**DOCUMENT TEXT**
===============
I can't really agree with that statement, otherwise binaural mixes would be a default option in today's games with software-mixed audio instead of forcing us to make do with virtual 7.1 via expensive surround processors (or cheap sound cards in otherwise expensive gaming PCs).
One of my favorite types of shooters/games are the semi-open world games like Crysis. They are still linear, but they give you more room for creativity for how you want to play. This gives them a lot of replay value.
A used receiver with HDMI might serve you better, as it would have both Dolby and DTS features, connect the the PS3 to the receiver using HDMI.
HDMI can pass 8-channels (7.1) of PCM (uncompressed) digital audio 24-bit/192Khz.
So you will get full Blu-ray audio from movies and possible 7.1 gaming audio.
Plus you get something you can plug speakers into.
Check your local Craigslist and check on eBay, I'm sure any A/V receiver made in the last 3 or 4 years would have HDMI.
Optical is either 2-channel of PCM digital audio or 6-channel (5.1) of compressed digital audio (24-bit/48Khz).
===============
**DATASET CONTENT**
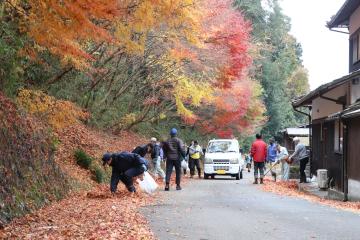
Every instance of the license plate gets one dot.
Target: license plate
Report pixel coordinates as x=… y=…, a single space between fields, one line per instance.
x=220 y=172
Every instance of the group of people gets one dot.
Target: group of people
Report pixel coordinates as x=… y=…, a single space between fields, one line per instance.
x=126 y=165
x=275 y=154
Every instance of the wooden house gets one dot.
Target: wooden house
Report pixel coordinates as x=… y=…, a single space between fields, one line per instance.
x=335 y=113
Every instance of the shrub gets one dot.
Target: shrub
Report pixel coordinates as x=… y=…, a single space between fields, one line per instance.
x=82 y=159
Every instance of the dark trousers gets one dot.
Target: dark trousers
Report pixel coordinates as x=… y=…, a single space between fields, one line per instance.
x=170 y=164
x=192 y=164
x=303 y=163
x=259 y=167
x=125 y=177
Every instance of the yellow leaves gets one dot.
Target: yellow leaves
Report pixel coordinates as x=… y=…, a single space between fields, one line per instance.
x=57 y=113
x=192 y=93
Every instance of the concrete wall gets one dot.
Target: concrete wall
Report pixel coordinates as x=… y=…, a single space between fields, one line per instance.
x=354 y=189
x=322 y=108
x=354 y=21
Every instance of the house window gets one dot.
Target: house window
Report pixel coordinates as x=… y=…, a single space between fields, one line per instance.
x=355 y=48
x=338 y=137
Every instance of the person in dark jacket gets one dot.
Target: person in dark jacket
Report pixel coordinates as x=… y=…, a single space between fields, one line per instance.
x=125 y=166
x=142 y=150
x=174 y=152
x=156 y=159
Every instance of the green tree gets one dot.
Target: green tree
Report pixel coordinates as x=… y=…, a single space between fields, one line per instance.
x=277 y=65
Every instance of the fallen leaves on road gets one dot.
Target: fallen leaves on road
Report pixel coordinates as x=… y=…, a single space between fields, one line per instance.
x=95 y=215
x=291 y=188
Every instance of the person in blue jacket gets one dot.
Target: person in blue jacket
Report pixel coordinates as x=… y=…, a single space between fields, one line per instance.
x=125 y=166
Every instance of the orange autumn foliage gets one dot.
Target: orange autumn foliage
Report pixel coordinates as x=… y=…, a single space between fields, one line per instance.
x=57 y=113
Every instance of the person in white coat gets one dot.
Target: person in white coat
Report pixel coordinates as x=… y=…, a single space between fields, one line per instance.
x=282 y=157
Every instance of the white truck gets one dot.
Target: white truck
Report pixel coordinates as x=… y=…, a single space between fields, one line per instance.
x=223 y=157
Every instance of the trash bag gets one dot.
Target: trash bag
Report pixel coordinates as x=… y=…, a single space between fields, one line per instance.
x=184 y=164
x=148 y=185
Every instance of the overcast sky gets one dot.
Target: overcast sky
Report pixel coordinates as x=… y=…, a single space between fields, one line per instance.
x=325 y=53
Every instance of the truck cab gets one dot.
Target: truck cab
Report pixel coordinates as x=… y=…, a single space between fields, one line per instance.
x=223 y=157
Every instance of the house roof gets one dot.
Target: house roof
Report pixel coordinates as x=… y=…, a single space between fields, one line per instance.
x=307 y=99
x=352 y=111
x=297 y=131
x=341 y=19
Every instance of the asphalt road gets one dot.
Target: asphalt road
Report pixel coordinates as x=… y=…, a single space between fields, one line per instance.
x=224 y=209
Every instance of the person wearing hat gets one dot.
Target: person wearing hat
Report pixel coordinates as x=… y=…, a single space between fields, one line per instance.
x=142 y=150
x=156 y=158
x=300 y=155
x=195 y=153
x=174 y=151
x=125 y=166
x=282 y=157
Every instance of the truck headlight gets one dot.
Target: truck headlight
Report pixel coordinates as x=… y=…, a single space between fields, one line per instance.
x=234 y=161
x=208 y=160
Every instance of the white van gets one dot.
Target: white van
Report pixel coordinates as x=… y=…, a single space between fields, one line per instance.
x=223 y=157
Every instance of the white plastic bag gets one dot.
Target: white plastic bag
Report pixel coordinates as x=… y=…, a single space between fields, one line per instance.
x=184 y=165
x=148 y=185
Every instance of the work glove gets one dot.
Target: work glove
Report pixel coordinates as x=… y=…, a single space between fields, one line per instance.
x=143 y=166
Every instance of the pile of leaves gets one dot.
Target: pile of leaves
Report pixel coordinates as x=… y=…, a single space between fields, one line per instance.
x=94 y=142
x=95 y=215
x=30 y=178
x=291 y=188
===============
**WHAT YOU HAVE TO DO**
Reproduce the passage from the text on game audio between "One of my favorite" and "of replay value.", inclusive.

**FULL OUTPUT**
One of my favorite types of shooters/games are the semi-open world games like Crysis. They are still linear, but they give you more room for creativity for how you want to play. This gives them a lot of replay value.